Exercise input -
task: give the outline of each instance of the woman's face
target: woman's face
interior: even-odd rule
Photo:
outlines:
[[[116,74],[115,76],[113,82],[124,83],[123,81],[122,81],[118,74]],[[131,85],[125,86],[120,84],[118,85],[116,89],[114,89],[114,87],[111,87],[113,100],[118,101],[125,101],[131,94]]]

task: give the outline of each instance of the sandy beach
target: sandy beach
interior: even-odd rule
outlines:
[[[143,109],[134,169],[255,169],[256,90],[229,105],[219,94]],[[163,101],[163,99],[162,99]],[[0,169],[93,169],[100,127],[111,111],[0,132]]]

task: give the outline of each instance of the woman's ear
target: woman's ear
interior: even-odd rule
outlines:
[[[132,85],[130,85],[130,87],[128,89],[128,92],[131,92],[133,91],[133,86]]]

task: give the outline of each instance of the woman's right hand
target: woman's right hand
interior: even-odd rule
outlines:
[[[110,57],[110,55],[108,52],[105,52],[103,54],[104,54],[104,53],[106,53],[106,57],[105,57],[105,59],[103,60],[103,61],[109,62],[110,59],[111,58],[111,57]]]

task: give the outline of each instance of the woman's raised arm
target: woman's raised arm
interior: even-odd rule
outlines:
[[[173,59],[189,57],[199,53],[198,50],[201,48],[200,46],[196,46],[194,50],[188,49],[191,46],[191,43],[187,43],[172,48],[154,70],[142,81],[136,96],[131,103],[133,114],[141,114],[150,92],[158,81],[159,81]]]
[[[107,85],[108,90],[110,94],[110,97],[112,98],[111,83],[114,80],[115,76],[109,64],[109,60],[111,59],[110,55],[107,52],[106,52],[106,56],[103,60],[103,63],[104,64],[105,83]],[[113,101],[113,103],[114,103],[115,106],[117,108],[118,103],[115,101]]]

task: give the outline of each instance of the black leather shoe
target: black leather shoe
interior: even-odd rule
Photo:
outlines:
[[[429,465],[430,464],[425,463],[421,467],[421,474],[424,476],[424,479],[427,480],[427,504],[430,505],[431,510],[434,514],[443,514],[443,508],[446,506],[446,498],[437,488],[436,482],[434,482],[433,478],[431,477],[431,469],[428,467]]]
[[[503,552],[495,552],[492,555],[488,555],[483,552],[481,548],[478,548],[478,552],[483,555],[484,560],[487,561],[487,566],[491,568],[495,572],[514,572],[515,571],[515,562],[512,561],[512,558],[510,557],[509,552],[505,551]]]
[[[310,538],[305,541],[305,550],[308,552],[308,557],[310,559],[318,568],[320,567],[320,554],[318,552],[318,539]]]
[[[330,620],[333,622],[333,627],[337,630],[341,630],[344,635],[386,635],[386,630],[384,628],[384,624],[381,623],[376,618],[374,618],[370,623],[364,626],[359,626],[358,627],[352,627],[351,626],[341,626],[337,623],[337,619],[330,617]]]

Task -
Put every line of the material above into a Markdown table with the columns No. and Line, numbering the rows in order and omitting blank lines.

Reply -
| No. | Line |
|---|---|
| 1 | task: give the outline of each instance of the woman's face |
| 2 | target: woman's face |
| 3 | interior: even-odd rule |
| 4 | Photo: |
| 5 | outlines: |
| 6 | [[[116,74],[115,76],[113,82],[124,83],[123,81],[122,81],[118,74]],[[131,85],[125,86],[120,84],[118,85],[116,89],[114,89],[114,87],[111,87],[113,100],[118,101],[125,101],[131,94]]] |
| 7 | task: give the outline of each instance of the sandy beach |
| 8 | target: sandy beach |
| 9 | interior: even-odd rule |
| 10 | outlines: |
| 11 | [[[143,109],[134,169],[255,169],[256,90],[229,105],[219,94]],[[163,101],[163,99],[162,99]],[[0,169],[93,169],[100,127],[111,111],[0,132]]] |
| 12 | task: give the outline of each instance of the woman's ear |
| 13 | target: woman's ear |
| 14 | interior: even-odd rule |
| 15 | outlines: |
| 16 | [[[132,85],[130,85],[130,87],[128,89],[128,92],[131,92],[133,91],[133,86]]] |
| 17 | task: give the outline of each instance of the woman's right hand |
| 18 | target: woman's right hand |
| 19 | interior: even-odd rule |
| 20 | outlines: |
| 21 | [[[110,57],[110,55],[108,52],[105,52],[103,54],[104,54],[104,53],[106,53],[106,57],[105,57],[105,59],[103,60],[103,61],[109,62],[110,59],[111,58],[111,57]]] |
| 22 | task: give the outline of each instance of the woman's raised arm |
| 23 | target: woman's raised arm |
| 24 | interior: even-odd rule |
| 25 | outlines: |
| 26 | [[[173,59],[189,57],[199,53],[198,50],[201,48],[200,46],[196,46],[194,50],[188,49],[191,46],[191,43],[187,43],[172,48],[154,70],[142,81],[136,96],[131,103],[133,114],[141,114],[150,92],[158,81],[159,81]]] |
| 27 | [[[107,85],[108,90],[110,94],[110,97],[112,98],[111,83],[114,80],[115,76],[109,64],[109,60],[111,59],[110,55],[107,52],[106,52],[106,56],[103,60],[103,63],[104,64],[105,83]],[[113,101],[113,103],[114,103],[115,106],[117,108],[118,103],[115,101]]] |
| 28 | task: give the outline of each instance of the black leather shoe |
| 29 | target: black leather shoe |
| 30 | interior: even-odd rule |
| 31 | Photo: |
| 32 | outlines: |
| 33 | [[[429,465],[430,464],[425,463],[421,467],[421,474],[424,476],[424,479],[427,480],[427,504],[430,505],[431,510],[434,514],[443,514],[443,508],[446,506],[446,498],[437,488],[436,482],[434,482],[433,478],[431,477],[431,469],[428,467]]] |
| 34 | [[[503,552],[495,552],[492,555],[488,555],[483,552],[481,548],[478,548],[478,552],[483,555],[484,560],[487,561],[487,566],[491,568],[495,572],[514,572],[515,571],[515,562],[512,561],[512,558],[510,557],[509,552],[505,551]]] |
| 35 | [[[310,538],[305,541],[305,550],[308,552],[308,557],[310,559],[318,568],[320,567],[320,554],[318,552],[318,539]]] |
| 36 | [[[330,620],[333,622],[333,627],[337,630],[341,630],[344,635],[386,635],[386,630],[384,628],[384,624],[381,623],[376,618],[374,618],[370,623],[364,626],[359,626],[358,627],[352,627],[351,626],[341,626],[337,623],[337,619],[330,617]]] |